-- Page excerpt --
With nearly seven million hospital operations performed each year in England and Wales and an annual NHS budget of > £1 billion, operating theatres are a significant expense [1]. As all stakeholders – patients, politicians, staff, managers – seek to maximise benefits from them, proper measurement of processes and outcomes becomes necessary.

Previously, we concluded that surgical operating list ‘efficiency’ is the completion of all the scheduled operations (that is, with no cancellations) whilst utilising properly the time available (that is, no under- or over-runs) [2, 3]. In response, Sanders et al. observed that this notion of ‘efficiency’ was possibly incomplete [4]. It is theoretically possible for two teams to be equally efficient, fully utilising their time without over-runs or cancellations, but one team consistently completes more work than the other. Thus, there is a need to define ‘productivity’ in addition to ‘efficiency’ to complete the picture of performance [5]. However it would seem challenging to develop a measure encompassing all surgical teams, undertaking as they do different combinations of procedures.

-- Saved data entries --
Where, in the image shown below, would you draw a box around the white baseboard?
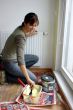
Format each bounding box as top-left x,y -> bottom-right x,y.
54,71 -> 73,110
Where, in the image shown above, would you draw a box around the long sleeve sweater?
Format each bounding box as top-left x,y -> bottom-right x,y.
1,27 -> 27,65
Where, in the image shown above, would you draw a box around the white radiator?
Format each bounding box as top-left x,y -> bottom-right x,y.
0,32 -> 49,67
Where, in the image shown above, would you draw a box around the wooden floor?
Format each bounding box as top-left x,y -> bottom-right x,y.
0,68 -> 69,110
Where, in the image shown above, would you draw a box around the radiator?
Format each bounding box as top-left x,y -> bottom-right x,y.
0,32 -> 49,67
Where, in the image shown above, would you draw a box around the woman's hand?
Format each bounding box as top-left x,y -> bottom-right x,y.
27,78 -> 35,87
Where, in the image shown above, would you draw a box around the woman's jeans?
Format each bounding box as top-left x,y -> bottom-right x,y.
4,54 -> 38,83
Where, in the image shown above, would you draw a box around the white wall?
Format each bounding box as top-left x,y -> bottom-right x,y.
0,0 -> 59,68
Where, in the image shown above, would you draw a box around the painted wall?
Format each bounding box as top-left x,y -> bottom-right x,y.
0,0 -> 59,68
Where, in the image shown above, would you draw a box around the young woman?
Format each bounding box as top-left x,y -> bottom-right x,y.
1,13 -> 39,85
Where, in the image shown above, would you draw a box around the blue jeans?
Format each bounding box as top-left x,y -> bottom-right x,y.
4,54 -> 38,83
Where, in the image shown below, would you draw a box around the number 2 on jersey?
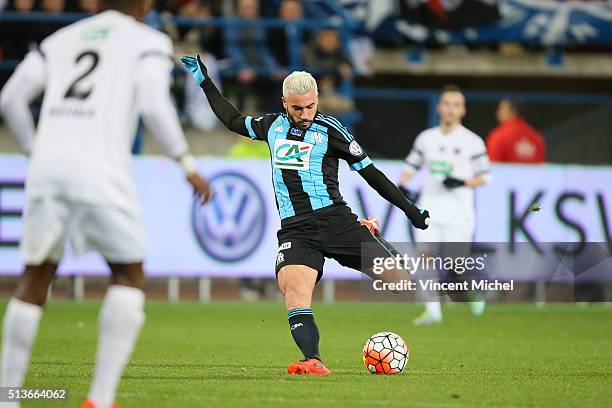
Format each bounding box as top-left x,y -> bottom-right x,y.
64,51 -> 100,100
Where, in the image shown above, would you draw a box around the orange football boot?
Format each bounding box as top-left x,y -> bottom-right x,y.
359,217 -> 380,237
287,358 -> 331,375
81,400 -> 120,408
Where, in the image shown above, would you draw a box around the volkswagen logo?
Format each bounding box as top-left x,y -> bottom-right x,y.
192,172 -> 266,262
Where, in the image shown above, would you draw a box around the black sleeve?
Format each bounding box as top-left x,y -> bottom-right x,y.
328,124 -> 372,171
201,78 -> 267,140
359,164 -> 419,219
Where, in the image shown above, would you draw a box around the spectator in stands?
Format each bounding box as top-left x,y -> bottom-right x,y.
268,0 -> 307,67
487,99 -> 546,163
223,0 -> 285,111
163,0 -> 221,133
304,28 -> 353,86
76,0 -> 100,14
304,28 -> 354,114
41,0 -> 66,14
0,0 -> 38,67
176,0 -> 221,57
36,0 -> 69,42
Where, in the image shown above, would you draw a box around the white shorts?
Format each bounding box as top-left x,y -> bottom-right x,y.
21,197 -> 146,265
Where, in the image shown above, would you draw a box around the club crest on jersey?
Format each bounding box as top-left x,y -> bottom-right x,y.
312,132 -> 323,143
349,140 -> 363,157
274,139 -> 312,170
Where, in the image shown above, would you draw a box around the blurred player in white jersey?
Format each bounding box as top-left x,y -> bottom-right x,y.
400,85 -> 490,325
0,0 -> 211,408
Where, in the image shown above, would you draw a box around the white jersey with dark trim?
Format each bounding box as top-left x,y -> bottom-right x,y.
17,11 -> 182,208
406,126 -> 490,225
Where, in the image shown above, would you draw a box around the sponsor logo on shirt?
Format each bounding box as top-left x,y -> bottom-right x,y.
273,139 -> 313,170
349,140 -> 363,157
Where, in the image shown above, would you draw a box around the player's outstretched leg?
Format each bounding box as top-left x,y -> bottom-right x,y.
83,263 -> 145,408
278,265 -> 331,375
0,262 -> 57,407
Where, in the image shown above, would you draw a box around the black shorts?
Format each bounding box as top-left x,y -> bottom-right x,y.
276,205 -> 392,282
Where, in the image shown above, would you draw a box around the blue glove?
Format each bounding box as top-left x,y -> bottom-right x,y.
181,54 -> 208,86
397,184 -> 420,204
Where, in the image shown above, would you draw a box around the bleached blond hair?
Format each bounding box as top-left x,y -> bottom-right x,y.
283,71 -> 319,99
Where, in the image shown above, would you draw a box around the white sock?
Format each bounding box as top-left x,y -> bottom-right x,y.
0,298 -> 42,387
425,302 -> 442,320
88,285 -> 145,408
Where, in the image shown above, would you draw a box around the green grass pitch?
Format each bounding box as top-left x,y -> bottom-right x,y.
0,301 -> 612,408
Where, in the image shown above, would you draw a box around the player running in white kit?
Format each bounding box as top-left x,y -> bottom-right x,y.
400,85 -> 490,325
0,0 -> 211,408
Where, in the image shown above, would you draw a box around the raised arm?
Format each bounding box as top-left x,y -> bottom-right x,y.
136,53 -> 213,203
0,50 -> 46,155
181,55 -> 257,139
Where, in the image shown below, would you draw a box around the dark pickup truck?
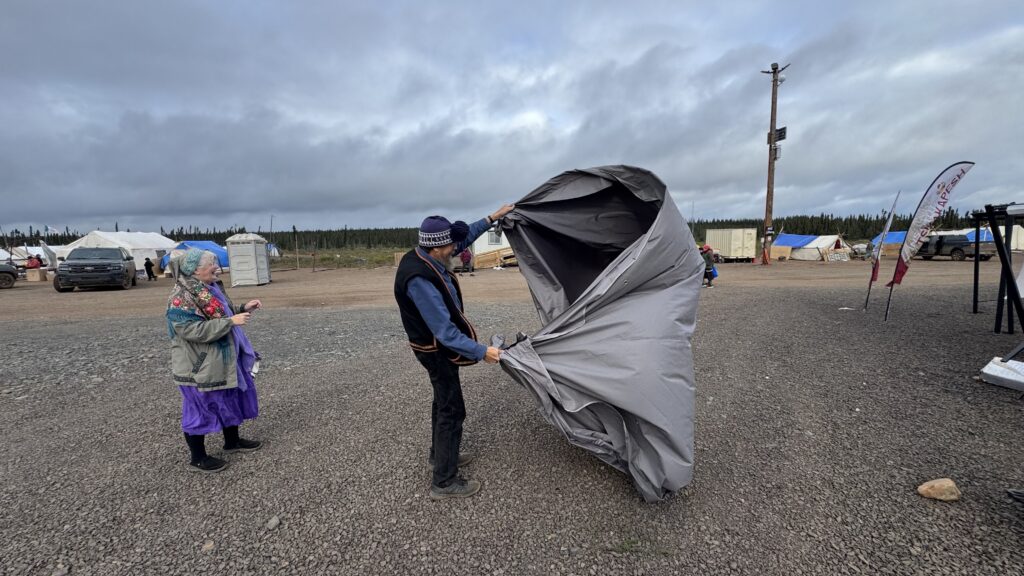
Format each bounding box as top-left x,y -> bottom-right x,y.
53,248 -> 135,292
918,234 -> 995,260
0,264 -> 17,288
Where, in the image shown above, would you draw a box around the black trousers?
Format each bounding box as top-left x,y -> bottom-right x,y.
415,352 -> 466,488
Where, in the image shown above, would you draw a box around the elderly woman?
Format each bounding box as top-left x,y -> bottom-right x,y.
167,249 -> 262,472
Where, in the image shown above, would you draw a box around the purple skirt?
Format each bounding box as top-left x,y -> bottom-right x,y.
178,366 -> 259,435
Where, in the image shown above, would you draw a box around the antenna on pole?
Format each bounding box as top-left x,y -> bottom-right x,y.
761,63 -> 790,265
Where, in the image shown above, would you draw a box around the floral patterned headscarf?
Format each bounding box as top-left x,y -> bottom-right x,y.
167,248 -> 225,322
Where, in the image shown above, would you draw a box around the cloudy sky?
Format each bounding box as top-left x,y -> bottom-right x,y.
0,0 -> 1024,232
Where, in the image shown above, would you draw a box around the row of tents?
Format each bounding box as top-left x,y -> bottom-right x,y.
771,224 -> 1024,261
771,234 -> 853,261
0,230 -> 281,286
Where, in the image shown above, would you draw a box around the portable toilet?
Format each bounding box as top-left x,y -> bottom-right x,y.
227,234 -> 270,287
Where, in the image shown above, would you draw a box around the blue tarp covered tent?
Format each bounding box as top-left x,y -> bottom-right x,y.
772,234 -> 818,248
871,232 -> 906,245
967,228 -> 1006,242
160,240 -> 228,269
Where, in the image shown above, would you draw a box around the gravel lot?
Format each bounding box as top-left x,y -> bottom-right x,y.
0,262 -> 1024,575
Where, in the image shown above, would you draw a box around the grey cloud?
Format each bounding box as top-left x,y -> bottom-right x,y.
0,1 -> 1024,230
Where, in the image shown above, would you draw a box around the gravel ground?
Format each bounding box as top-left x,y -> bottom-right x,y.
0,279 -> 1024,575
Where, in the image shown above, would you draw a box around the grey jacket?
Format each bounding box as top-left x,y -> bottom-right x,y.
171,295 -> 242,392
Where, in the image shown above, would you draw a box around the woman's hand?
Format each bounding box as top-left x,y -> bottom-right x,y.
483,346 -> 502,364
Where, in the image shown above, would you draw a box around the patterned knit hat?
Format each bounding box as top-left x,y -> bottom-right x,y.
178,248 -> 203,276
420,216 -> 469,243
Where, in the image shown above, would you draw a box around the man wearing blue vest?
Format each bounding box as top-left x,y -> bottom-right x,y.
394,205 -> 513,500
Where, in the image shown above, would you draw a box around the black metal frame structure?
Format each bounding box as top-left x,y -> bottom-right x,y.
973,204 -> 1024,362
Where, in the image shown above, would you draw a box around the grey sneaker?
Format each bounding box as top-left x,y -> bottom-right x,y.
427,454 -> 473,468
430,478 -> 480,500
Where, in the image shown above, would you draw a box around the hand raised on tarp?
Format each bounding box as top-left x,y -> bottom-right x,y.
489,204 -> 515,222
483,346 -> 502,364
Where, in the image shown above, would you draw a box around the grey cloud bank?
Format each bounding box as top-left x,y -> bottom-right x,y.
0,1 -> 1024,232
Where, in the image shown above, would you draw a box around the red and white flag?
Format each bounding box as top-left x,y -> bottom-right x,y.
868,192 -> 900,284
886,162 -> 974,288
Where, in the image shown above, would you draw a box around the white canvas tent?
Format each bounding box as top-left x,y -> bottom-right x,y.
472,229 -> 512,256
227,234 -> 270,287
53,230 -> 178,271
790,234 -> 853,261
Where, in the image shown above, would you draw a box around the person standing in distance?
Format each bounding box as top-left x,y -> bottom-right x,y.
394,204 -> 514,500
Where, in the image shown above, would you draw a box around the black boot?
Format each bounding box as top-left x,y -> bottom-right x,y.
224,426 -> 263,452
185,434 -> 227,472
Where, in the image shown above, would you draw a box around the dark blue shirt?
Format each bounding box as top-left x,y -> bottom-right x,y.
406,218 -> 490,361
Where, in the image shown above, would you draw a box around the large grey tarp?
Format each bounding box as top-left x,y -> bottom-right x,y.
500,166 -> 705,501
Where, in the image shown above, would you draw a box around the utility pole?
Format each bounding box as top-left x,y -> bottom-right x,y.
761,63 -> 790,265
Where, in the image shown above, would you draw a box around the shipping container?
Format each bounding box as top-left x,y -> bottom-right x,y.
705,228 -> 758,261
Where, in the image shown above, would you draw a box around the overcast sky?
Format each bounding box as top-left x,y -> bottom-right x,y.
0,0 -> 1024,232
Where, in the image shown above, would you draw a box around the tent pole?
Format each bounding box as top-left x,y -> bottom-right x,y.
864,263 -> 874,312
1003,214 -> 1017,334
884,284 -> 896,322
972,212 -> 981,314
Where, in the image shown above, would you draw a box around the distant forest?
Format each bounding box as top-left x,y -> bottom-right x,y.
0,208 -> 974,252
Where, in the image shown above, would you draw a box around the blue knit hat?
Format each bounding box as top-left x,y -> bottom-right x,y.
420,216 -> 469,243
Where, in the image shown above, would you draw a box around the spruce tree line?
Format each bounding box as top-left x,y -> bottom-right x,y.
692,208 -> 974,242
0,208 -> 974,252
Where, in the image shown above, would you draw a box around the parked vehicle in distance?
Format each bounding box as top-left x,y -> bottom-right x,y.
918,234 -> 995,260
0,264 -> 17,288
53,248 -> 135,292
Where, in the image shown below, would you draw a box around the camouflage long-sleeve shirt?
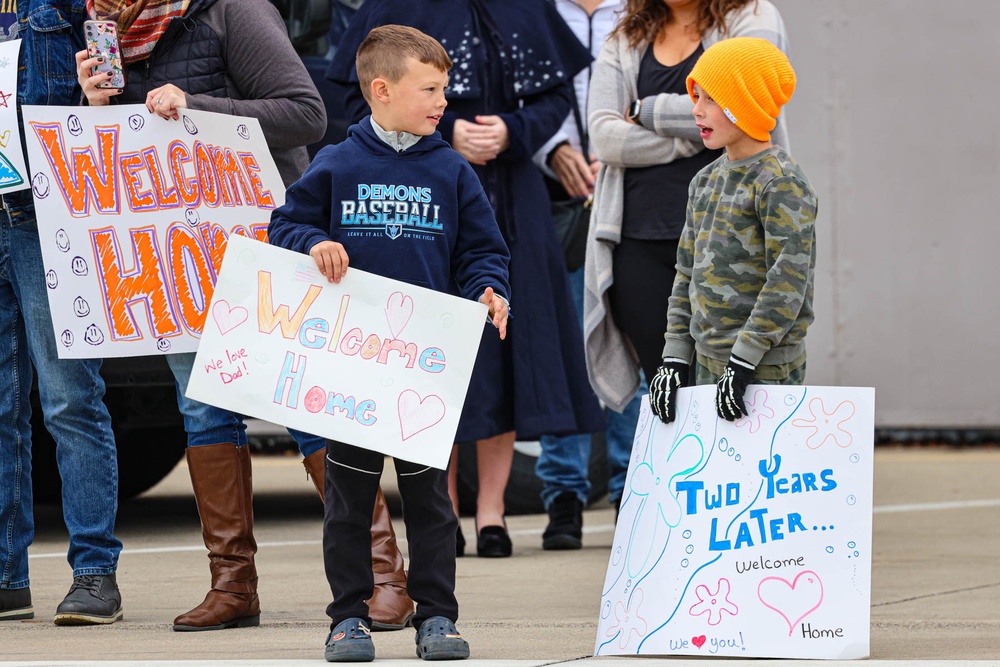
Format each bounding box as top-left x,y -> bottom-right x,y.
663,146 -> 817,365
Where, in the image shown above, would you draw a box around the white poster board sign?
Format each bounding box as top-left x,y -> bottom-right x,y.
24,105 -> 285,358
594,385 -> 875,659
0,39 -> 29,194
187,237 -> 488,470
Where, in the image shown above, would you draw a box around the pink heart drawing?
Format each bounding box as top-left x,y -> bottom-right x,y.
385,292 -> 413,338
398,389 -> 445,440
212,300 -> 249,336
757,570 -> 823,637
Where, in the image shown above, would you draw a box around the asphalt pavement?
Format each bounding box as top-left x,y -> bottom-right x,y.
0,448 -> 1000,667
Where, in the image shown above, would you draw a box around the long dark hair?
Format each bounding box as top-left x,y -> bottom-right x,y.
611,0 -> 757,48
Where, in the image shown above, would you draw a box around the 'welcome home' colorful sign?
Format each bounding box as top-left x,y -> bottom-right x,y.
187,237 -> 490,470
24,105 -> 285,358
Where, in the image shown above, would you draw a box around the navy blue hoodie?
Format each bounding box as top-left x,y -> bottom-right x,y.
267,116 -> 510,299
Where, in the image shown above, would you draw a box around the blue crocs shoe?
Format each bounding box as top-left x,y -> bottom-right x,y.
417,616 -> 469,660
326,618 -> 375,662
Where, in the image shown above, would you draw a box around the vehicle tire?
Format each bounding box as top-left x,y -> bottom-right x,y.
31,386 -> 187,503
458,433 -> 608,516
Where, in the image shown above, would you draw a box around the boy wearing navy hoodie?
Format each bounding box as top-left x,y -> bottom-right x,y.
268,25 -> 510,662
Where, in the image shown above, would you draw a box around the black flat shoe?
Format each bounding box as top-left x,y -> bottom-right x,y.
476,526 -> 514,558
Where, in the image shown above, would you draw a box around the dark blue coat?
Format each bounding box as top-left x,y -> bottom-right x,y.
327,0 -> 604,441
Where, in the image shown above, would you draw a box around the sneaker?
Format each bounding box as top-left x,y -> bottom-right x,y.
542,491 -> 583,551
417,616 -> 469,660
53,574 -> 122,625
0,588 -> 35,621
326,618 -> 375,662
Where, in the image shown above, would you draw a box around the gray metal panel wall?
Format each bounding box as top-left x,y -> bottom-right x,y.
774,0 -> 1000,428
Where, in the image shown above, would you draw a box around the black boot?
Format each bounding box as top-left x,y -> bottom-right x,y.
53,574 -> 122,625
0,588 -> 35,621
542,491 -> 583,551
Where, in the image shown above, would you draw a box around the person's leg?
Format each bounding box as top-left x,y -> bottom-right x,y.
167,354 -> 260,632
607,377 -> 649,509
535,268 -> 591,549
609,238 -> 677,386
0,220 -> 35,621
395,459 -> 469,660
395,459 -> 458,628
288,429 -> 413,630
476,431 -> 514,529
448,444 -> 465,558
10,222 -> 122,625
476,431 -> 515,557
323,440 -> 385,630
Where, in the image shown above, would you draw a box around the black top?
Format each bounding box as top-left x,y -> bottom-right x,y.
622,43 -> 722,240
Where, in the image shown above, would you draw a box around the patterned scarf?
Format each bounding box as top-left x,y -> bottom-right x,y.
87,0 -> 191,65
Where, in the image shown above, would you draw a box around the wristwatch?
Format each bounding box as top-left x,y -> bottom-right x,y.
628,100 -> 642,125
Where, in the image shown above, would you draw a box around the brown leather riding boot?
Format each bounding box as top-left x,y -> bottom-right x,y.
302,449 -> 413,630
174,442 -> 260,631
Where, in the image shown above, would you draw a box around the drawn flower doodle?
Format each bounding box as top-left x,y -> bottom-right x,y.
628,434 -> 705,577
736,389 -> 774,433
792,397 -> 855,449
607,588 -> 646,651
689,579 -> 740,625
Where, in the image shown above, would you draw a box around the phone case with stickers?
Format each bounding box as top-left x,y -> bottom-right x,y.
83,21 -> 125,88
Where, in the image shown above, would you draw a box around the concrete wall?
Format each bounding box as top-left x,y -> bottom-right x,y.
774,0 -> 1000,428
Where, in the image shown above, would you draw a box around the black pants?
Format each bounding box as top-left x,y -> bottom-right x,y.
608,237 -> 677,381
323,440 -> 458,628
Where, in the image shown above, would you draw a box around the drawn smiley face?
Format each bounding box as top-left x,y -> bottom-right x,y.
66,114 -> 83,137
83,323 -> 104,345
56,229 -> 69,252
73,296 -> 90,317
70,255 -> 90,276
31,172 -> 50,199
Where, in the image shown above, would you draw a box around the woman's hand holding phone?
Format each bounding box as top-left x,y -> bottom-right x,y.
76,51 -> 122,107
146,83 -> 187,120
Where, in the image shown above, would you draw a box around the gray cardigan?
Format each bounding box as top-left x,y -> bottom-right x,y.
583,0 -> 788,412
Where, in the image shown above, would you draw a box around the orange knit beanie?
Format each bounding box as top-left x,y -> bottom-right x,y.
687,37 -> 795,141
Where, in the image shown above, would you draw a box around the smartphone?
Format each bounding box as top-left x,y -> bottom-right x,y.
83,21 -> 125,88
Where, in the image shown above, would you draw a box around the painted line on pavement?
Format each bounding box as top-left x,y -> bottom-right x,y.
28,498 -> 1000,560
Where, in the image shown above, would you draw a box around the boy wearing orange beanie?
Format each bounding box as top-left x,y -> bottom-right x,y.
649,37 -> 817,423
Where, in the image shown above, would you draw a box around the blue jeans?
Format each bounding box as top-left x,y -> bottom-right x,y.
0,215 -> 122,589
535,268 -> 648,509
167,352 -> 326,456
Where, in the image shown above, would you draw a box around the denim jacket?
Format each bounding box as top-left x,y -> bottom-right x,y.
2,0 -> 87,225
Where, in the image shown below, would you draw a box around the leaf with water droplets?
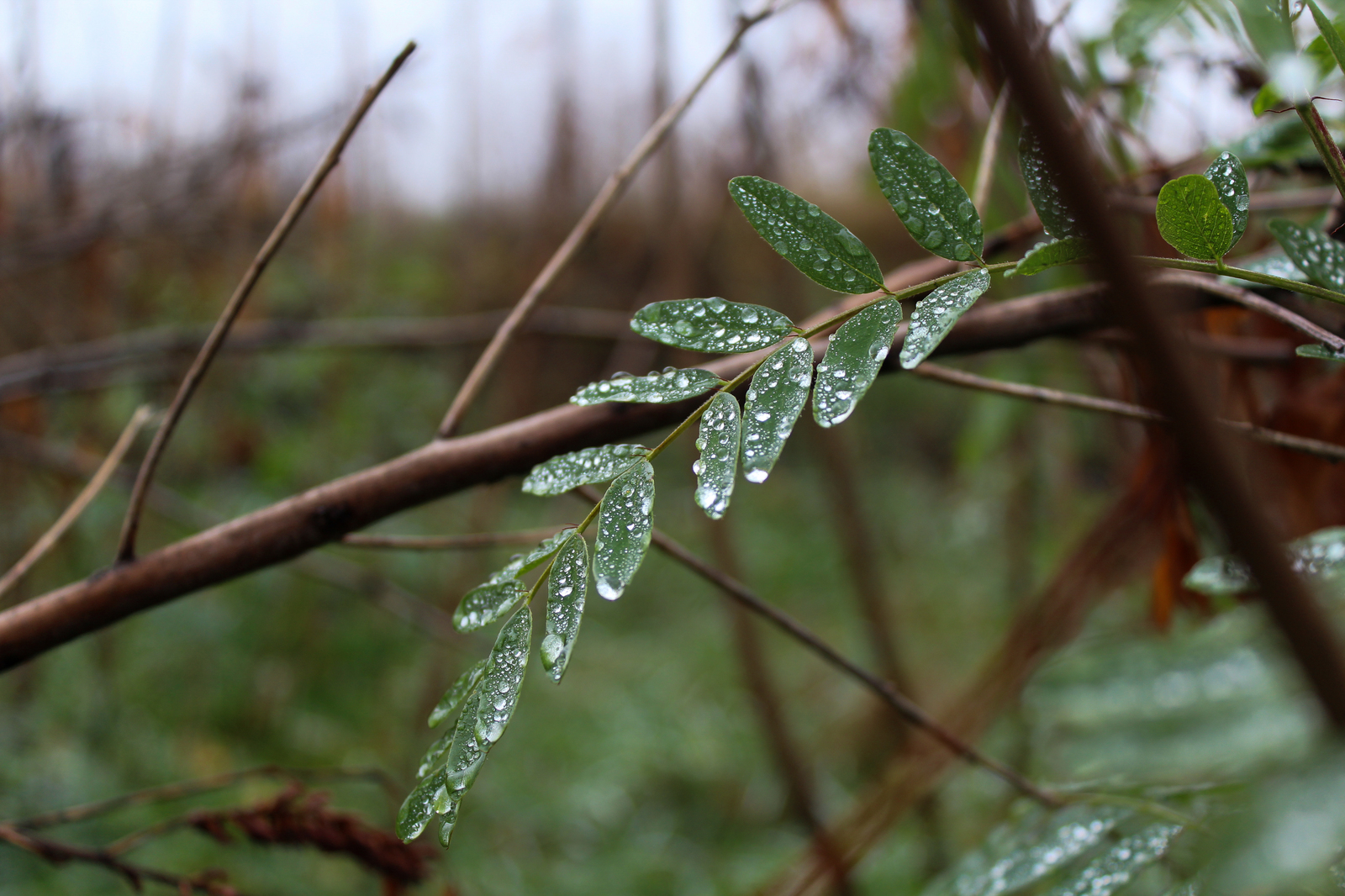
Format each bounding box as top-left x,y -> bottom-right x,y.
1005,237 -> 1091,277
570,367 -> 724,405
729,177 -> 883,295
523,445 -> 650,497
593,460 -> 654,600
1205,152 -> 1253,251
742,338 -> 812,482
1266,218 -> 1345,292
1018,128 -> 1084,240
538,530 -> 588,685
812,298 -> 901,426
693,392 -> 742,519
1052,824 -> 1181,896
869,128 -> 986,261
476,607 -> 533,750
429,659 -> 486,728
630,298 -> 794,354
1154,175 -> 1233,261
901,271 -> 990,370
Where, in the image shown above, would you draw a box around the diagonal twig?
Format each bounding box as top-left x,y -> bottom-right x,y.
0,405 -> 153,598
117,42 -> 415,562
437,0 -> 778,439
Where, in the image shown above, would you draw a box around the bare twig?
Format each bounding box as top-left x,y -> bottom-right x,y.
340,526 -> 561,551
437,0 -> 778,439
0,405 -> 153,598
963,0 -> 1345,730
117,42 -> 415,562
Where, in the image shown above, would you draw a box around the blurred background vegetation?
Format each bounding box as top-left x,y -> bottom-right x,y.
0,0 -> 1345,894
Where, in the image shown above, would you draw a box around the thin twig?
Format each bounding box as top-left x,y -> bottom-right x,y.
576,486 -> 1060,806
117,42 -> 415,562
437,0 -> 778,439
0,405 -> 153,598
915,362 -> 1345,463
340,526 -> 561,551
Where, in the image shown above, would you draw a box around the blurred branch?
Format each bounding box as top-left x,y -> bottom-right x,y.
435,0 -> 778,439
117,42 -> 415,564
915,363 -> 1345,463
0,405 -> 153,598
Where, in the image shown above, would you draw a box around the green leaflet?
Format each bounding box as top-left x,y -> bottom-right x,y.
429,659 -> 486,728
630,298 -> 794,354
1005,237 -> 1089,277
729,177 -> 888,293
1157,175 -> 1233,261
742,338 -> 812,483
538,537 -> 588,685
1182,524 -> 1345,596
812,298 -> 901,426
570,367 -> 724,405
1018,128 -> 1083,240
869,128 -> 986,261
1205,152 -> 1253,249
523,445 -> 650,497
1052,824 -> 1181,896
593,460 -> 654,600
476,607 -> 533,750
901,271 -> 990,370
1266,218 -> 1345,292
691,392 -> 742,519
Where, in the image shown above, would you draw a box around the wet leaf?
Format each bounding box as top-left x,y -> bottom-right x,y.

-- Task 1 --
Set down the part of the operating theatre passage starting with "Previously, we concluded" and going on through "combinations of procedures.", word for word.
-- Task 2 --
In the operating theatre passage, how many hospital operations are performed each year in England and Wales?

-- Task answer 1 --
Previously, we concluded that surgical operating list ‘efficiency’ is the completion of all the scheduled operations (that is, with no cancellations) whilst utilising properly the time available (that is, no under- or over-runs) [2, 3]. In response, Sanders et al. observed that this notion of ‘efficiency’ was possibly incomplete [4]. It is theoretically possible for two teams to be equally efficient, fully utilising their time without over-runs or cancellations, but one team consistently completes more work than the other. Thus, there is a need to define ‘productivity’ in addition to ‘efficiency’ to complete the picture of performance [5]. However it would seem challenging to develop a measure encompassing all surgical teams, undertaking as they do different combinations of procedures.

-- Task answer 2 --
Nearly seven million.